— Begin EXTRACT PROVIDED —

Keywords

These keywords were added by machine and not by the authors. This process is experimental and the keywords may be updated as the learning algorithm improves.

1 Introduction

The languages of computing, such as programming languages and data exchange formats, are typically specified using a finite set of rules called a grammar, and these rules are usually given in Backus–Naur Form or one of its extensions. Backus–Naur Form provides a notation rich enough to express all context-free grammars, and in turn most grammars of practical interest, while being easily machine readable. However, being a purely textual representation, it is perhaps less readable by humans. For this reason, Jensen and Wirth used a graphical representation of context-free grammars, called syntax diagrams, when defining the programming language Pascal [1].Footnote 1 We investigate the problem of generating syntax diagrams for context-free grammars and provide several heuristics optimizing the aesthetics of the resulting drawing. Our work provides the first algorithmic study of this problem and the first system that attempts to optimize the resulting diagram for readability rather than directly translating a given grammar into a diagram.

— End EXTRACT PROVIDED —
— Begin LISTED RECORDS —

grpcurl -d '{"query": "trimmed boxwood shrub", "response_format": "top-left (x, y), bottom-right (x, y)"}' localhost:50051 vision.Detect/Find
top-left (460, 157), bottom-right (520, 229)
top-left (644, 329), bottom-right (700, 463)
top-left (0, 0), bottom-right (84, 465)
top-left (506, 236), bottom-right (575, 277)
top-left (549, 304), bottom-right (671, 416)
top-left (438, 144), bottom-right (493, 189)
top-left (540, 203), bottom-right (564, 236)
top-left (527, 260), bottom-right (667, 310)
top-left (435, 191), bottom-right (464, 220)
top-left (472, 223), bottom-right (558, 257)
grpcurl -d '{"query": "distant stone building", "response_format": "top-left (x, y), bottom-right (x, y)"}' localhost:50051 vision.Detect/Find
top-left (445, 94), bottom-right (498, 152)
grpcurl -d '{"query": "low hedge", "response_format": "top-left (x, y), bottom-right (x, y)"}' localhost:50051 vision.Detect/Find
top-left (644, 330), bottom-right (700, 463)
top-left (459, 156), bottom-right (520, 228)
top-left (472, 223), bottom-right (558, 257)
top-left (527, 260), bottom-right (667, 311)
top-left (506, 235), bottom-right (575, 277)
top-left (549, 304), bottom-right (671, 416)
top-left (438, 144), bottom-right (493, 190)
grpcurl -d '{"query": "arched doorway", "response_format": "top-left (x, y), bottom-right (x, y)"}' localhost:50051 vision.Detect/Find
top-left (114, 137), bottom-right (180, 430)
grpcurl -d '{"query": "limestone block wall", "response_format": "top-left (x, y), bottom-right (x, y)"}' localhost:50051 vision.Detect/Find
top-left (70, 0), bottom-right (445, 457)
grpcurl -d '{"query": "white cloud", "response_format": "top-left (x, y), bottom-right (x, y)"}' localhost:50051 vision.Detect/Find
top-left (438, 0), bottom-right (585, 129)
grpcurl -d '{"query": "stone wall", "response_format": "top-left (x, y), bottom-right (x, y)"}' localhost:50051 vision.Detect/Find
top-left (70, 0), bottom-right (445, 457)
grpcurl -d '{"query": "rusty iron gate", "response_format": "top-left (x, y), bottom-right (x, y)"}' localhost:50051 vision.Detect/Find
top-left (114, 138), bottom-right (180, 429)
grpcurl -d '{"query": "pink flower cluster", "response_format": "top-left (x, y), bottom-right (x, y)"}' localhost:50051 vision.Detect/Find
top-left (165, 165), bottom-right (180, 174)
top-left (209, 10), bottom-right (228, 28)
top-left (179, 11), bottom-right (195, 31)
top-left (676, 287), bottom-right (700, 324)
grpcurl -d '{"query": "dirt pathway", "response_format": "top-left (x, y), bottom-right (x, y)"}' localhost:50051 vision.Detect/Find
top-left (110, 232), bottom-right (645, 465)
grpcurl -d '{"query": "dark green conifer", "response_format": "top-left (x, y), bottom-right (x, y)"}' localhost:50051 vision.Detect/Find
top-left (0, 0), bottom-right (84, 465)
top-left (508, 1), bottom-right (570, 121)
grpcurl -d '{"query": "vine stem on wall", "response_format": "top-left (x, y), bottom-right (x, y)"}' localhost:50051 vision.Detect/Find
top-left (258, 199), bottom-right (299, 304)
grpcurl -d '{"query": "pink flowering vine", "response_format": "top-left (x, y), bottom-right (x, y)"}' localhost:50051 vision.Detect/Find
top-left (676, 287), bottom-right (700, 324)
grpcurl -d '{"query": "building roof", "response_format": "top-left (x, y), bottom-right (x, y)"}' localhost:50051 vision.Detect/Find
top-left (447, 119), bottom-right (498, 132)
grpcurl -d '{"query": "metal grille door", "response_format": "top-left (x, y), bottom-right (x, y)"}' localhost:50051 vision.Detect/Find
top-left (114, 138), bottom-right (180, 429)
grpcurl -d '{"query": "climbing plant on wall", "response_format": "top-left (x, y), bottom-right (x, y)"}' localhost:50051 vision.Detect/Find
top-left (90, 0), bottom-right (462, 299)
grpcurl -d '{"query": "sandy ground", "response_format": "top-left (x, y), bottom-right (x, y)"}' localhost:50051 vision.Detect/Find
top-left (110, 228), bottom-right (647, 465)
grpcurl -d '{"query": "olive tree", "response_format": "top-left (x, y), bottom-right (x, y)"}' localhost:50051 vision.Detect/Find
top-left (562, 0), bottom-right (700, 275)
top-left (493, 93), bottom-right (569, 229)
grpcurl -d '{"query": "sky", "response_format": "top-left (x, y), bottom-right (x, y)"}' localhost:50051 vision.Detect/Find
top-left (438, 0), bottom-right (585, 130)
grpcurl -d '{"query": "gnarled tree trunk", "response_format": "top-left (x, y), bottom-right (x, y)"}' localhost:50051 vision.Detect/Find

— End LISTED RECORDS —

# EXERCISE REQUIREMENTS
A - According to the passage on syntax diagrams, who used syntax diagrams when defining the programming language Pascal?
B - Carry on the passage on syntax diagrams from the point where it stops.
None of the entries matter for this work.

# ANSWERS BY TASK
A - Jensen and Wirth.

B -
Recall that a context-free grammar is defined by four values \(N,\varSigma ,R,S\). In this 4-tuple, N is a set of nonterminal symbols, \(\varSigma \) is a set of terminal symbols, R is a set of production rules of the form \(A \rightarrow \beta \) where A is a nonterminal symbol and \(\beta \) is a (possibly empty) string of terminal and nonterminal symbols, and S is a nonterminal symbol designated as the start symbol. A string \(\sigma \) of terminal symbols belongs to the language defined by the grammar when there exists a sequence of rewrite steps starting from S and ending at \(\sigma \), each of which replaces a nonterminal symbol A in the current string with a string \(\beta \) such that \(A \rightarrow \beta \) is a production rule in the grammar. Table 1 gives an example grammar for the S-expressions in the programming language LISP 1.5.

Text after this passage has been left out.